TASK REQUIREMENTS —
Your answer should be a single number: the count of lines in the entries below that contain "office".

SOURCE RECORDS —
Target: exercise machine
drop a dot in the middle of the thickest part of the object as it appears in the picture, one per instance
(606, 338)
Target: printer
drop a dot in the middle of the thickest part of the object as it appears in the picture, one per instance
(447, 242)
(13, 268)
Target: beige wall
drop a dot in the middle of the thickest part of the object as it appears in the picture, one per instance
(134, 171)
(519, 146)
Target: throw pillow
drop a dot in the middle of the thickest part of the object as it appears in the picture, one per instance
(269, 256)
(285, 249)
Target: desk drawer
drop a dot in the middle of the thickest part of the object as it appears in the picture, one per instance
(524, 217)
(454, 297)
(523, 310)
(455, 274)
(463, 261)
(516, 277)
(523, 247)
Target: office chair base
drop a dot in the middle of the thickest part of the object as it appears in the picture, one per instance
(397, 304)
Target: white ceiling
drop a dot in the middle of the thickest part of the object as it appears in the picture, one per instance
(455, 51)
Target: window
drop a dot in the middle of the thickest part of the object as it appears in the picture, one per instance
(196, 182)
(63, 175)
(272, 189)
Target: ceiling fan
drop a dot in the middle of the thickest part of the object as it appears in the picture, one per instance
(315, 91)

...

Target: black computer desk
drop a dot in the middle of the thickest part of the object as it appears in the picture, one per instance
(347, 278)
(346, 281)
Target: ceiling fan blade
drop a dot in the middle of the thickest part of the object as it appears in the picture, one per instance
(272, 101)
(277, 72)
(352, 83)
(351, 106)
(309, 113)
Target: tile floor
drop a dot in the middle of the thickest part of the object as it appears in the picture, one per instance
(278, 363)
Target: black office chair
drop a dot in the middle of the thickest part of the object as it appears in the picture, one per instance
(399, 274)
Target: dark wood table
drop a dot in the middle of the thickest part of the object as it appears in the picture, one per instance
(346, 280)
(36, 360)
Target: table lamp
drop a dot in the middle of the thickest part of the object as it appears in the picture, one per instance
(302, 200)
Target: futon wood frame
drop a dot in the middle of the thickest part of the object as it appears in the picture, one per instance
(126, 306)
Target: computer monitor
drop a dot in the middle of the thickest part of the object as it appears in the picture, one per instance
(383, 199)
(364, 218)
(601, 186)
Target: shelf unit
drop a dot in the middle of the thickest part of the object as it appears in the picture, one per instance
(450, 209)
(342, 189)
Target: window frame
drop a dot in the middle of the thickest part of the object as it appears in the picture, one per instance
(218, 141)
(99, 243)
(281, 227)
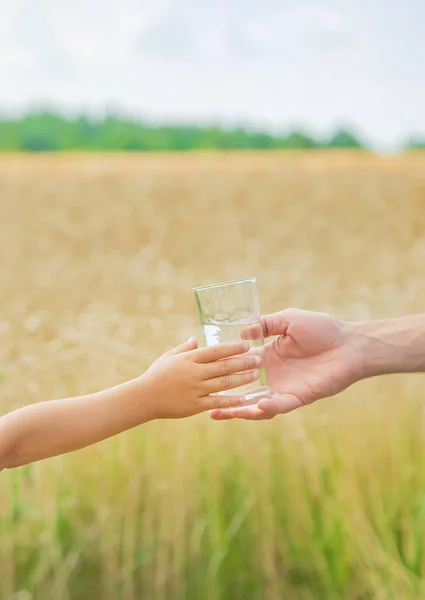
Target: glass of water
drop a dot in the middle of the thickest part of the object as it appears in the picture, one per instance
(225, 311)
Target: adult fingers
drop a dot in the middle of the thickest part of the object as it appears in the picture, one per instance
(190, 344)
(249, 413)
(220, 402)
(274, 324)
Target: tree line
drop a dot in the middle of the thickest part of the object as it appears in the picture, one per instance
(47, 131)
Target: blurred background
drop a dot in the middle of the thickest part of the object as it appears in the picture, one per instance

EXERCISE RESULT —
2